Tarea A:
Según el texto sobre la Zanja, ¿por qué las autoridades habaneras tenían que acudir al rey español para que reactivara la sisa?
Tarea B:
Reescribe la parte del texto sobre la Zanja que empieza con las palabras "La construcción de" y termina con "tenía dos leguas.", cambiando "vino" por "aceite".

Texto para leer:
La construcción de la Zanja comenzó en 1566. Para allegar el dinero necesario para la obra se estableció el impuesto conocido como Sisa de la Zanja, que gravó bastimentos como el vino, el jabón y la carne, y sustituyó a un fracasado derecho de anclaje que se estableció con el mismo fin. Su costo fue, dice Emilio Roig, de unos 35 000 pesos y tenía dos leguas.
Las demoras fueron muchas. El huracán de 1575 destruyó cuanto se había avanzado hasta entonces. Dilataba asimismo la obra la continua falta de dinero y la interrumpía por períodos más o menos largos, lo que obligaba a las autoridades habaneras a acudir al rey español para que reactivara la sisa. Una vez construida, la Zanja debió ser objeto de reparaciones constantes no solo por los daños que ocasionaban las crecidas del río, sino por las averías que causaba la transportación de madera hasta el Cerro, los desechos de trapiches y molinos asentados en sus márgenes y los derrumbes provocados por animales.

[Datos de origen]
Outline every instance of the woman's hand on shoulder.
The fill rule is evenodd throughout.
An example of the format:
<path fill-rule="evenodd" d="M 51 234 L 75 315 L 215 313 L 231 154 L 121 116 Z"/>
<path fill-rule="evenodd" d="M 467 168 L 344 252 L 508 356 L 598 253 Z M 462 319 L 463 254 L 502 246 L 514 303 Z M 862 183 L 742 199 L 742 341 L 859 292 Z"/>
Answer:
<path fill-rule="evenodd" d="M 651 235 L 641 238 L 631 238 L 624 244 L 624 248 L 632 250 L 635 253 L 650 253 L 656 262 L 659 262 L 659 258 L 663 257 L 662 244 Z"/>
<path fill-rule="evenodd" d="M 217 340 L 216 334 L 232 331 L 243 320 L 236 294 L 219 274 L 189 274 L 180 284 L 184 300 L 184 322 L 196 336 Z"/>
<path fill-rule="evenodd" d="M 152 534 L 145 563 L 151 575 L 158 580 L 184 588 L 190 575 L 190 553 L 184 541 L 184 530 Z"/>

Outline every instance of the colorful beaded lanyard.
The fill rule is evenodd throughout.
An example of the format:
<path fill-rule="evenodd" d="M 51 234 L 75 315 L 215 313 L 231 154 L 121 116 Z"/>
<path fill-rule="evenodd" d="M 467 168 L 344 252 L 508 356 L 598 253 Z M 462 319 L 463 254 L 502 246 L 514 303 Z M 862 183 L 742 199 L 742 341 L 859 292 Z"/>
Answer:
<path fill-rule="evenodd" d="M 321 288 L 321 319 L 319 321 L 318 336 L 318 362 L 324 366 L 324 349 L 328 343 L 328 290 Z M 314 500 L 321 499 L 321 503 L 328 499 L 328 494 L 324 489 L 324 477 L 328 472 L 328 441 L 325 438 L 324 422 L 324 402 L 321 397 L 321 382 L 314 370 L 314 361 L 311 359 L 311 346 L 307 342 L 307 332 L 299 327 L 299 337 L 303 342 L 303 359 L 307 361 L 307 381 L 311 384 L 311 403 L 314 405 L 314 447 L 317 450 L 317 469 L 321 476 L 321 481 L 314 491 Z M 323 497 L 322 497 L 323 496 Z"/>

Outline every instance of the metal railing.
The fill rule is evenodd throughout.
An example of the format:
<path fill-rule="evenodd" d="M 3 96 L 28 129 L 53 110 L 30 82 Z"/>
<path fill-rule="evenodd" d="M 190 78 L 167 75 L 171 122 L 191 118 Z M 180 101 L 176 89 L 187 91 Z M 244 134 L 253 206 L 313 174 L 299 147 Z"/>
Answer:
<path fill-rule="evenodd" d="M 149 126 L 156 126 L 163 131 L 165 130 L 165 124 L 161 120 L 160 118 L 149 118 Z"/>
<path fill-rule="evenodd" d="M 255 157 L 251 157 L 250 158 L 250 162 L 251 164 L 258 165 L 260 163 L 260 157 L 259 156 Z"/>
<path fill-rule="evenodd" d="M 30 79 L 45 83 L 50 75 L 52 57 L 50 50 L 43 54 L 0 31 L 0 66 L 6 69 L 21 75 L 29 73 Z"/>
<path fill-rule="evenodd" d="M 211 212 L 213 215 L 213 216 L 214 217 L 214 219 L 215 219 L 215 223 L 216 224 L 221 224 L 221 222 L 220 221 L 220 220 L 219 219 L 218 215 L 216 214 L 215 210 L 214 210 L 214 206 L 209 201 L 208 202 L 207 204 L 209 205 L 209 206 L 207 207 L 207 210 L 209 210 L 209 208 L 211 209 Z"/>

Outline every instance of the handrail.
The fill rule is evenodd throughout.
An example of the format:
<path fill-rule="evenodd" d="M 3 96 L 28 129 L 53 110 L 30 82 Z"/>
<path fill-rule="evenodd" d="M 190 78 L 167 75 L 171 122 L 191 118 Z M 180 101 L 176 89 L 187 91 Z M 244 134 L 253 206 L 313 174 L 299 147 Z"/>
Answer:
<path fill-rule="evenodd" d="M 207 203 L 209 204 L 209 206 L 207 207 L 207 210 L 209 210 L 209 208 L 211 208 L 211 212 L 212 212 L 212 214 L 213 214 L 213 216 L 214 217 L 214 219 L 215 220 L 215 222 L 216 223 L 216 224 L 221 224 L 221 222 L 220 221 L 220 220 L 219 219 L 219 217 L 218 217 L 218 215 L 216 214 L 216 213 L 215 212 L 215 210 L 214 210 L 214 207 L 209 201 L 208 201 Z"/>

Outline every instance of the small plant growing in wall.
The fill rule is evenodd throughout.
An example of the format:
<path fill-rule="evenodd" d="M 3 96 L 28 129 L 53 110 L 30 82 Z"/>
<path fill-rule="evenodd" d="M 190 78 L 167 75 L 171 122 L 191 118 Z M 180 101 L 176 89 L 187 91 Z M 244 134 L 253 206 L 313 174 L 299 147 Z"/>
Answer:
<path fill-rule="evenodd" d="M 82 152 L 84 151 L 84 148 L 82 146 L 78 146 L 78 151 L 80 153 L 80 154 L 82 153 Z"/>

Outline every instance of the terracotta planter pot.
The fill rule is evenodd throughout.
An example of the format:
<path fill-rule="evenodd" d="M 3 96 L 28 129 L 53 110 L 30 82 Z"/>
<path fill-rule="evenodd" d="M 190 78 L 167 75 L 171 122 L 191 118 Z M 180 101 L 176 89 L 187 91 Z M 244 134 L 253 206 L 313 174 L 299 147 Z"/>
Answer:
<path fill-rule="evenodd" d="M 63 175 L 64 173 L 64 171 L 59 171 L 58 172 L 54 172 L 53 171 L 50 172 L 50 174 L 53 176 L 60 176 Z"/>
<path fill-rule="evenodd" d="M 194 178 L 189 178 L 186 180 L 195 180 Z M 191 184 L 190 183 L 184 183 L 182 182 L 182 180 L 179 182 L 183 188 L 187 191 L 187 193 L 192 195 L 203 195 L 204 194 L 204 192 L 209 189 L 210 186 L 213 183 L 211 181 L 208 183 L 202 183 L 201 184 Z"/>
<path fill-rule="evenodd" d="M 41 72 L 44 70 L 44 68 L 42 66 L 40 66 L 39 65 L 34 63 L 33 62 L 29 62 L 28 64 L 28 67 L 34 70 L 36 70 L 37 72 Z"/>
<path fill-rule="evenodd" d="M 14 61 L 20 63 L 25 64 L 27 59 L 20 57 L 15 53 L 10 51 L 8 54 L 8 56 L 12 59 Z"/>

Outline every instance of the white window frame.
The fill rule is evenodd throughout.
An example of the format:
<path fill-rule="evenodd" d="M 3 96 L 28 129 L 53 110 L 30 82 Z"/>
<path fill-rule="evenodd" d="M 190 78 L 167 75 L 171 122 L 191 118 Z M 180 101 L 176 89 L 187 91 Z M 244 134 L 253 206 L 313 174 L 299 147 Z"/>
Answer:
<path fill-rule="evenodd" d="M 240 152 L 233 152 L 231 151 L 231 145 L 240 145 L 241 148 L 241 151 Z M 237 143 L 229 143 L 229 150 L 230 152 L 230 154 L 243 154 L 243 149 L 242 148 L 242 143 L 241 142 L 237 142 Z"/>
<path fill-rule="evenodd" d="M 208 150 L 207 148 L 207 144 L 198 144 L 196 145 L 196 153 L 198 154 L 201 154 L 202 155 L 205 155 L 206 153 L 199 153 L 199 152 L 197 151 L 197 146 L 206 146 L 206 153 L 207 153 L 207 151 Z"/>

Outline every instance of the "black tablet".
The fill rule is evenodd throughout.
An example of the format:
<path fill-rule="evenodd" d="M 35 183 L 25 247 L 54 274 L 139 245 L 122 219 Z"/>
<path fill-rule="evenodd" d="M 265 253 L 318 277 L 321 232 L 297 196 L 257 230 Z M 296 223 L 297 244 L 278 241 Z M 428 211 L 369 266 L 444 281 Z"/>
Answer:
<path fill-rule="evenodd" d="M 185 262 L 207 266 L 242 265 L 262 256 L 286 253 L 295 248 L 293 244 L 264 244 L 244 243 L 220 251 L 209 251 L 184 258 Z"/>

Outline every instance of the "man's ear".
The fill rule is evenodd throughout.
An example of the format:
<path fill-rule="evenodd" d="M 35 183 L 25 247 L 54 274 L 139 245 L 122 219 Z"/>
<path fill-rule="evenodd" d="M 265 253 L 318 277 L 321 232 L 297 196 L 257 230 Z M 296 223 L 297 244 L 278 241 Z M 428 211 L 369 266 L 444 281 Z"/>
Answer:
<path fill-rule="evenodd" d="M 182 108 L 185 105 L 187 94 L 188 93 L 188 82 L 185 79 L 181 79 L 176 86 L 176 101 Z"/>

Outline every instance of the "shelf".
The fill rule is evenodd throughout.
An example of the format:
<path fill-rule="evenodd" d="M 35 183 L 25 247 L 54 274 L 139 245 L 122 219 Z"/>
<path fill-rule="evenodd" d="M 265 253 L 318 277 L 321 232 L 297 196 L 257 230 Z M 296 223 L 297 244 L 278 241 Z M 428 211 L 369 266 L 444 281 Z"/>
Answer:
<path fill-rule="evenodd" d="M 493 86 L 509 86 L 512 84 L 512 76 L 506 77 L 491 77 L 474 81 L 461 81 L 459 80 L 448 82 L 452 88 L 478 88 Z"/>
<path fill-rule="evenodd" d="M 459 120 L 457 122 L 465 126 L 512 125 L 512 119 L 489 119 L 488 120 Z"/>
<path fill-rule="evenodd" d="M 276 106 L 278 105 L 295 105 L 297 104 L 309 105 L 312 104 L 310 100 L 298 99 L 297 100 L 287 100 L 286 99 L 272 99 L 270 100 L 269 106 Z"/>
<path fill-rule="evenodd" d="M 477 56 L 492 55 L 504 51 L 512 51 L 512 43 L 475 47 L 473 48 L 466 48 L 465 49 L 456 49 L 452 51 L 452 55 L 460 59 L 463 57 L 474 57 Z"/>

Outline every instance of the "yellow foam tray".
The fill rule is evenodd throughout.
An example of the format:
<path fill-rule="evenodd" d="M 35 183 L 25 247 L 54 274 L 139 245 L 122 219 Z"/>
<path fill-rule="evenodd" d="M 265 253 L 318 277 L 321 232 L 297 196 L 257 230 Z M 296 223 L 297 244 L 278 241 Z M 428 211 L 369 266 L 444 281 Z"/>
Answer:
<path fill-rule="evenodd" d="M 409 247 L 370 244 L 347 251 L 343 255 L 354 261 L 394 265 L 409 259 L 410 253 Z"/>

Respuesta A:
Porque la continua falta de dinero retrasaba la obra y la interrumpía por períodos más o menos largos.

Respuesta B:
La construcción de la Zanja comenzó en 1566. Para allegar el dinero necesario para la obra se estableció el impuesto conocido como Sisa de la Zanja, que gravó bastimentos como el aceite, el jabón y la carne, y sustituyó a un fracasado derecho de anclaje que se estableció con el mismo fin. Su costo fue, dice Emilio Roig, de unos 35 000 pesos y tenía dos leguas.